> **PROBLEM DESCRIPTION**: Please set down word for word every line from the one holding "Target: green garnish" to the end of the data below, both included.

STUDY MATERIAL below:

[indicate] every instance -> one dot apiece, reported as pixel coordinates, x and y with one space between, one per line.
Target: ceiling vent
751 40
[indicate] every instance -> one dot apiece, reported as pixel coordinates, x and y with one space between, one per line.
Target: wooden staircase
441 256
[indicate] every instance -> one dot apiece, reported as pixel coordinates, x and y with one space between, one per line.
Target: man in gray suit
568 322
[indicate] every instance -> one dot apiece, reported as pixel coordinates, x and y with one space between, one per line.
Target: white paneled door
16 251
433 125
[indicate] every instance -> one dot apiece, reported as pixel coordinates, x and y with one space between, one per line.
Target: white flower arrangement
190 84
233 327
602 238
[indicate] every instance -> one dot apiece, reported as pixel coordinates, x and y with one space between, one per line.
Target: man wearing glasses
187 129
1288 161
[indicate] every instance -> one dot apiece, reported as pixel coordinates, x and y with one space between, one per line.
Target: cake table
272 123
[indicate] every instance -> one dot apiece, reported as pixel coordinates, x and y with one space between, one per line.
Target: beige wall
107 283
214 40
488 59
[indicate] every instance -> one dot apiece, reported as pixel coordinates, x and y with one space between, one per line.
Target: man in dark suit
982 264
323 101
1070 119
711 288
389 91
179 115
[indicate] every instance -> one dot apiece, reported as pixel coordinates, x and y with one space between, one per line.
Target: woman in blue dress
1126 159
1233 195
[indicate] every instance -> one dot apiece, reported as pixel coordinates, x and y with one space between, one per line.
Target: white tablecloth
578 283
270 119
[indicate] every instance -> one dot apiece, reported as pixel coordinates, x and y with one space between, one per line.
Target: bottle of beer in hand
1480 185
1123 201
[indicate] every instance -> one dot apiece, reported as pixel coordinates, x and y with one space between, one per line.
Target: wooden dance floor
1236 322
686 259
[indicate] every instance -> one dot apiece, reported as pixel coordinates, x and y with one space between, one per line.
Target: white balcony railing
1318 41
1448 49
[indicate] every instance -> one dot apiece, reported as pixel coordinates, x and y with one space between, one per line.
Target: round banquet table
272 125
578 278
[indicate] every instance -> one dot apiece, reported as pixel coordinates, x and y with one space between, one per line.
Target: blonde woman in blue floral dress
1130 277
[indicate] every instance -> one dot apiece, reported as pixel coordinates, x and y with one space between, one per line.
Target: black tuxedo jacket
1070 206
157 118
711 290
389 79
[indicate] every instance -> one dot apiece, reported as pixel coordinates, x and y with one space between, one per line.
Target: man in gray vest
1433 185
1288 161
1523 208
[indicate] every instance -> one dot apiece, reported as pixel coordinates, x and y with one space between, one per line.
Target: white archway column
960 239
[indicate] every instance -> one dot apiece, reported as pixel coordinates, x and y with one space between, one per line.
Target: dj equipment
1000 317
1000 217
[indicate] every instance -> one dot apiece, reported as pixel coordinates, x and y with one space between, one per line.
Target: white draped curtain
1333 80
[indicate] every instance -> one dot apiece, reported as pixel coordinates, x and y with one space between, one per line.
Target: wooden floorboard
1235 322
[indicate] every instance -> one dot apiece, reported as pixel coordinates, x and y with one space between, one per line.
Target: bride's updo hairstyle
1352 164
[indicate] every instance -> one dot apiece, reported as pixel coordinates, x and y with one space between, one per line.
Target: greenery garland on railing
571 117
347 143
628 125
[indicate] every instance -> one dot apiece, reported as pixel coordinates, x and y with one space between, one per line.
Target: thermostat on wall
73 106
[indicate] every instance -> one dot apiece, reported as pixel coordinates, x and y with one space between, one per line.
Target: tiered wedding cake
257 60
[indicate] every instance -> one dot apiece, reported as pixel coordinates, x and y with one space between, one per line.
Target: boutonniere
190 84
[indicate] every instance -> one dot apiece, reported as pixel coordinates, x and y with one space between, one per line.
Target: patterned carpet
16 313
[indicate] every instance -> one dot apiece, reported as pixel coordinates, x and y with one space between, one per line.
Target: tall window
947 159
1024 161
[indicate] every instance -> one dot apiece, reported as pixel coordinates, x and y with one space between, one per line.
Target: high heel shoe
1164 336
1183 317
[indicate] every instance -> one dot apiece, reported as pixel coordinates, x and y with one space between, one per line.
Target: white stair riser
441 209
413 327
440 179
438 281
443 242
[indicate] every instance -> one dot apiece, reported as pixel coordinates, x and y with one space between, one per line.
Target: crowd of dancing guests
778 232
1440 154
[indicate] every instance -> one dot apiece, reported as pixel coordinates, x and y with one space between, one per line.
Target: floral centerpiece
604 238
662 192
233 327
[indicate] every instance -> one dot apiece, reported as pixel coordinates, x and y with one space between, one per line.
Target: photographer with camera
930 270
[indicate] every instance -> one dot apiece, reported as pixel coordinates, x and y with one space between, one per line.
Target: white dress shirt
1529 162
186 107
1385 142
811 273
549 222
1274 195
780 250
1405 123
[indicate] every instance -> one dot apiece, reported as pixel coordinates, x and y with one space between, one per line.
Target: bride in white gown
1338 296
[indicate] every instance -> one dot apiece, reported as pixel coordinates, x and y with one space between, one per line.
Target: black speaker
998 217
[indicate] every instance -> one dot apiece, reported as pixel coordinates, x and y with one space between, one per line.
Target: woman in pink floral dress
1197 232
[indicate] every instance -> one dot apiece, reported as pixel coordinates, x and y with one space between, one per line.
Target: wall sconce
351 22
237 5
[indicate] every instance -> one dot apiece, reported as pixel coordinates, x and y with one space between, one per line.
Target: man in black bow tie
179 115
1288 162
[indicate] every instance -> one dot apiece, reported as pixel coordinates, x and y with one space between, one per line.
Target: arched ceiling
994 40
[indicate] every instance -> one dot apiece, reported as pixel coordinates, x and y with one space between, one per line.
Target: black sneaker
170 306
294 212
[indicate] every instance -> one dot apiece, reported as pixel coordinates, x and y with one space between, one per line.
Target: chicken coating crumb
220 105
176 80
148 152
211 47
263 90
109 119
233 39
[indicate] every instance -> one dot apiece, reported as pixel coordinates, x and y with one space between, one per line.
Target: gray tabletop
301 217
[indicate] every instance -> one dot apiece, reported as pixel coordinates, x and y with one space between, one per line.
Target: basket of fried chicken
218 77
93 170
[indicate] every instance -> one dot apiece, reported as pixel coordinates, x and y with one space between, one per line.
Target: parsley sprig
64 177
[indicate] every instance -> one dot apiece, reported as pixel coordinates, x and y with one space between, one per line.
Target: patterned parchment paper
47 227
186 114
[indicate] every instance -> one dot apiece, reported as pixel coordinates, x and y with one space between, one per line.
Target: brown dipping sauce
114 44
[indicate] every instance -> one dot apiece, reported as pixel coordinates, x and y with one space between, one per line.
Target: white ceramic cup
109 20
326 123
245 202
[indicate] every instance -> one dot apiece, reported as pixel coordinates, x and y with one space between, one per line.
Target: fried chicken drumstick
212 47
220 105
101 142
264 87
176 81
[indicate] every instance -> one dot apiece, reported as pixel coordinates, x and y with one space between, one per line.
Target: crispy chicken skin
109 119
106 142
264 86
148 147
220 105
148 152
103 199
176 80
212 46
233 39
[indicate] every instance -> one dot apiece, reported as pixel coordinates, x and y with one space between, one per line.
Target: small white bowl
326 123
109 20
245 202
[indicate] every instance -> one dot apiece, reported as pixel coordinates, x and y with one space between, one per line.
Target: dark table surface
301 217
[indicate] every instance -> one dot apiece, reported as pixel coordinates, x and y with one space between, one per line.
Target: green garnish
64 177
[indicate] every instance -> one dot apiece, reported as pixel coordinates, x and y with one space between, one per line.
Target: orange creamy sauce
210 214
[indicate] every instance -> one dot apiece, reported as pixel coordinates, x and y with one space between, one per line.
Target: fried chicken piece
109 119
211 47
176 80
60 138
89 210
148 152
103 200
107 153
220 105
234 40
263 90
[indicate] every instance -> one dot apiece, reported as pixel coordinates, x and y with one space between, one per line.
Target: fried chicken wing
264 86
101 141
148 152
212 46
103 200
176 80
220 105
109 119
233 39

End of STUDY MATERIAL.

> **REPLY**:
Target: green garnish
64 177
[indicate] every instance -> one dot apiece, reported as pixel coordinates, x and y with one space between, one per line.
Target: orange creamy sauce
210 214
[indicate] every instance -> one dot apiece, reported as pixel coordinates, x and y with one space between, one per line.
Target: fried chicken piece
109 119
211 47
176 80
60 138
89 210
148 152
103 200
107 153
220 105
234 40
263 90
[indicate] every instance -> one dot apiece, reported as pixel coordinates, x and y with one space between, one per line.
Target: fried chicken wing
264 86
101 141
148 152
212 46
103 200
176 80
220 105
109 119
233 39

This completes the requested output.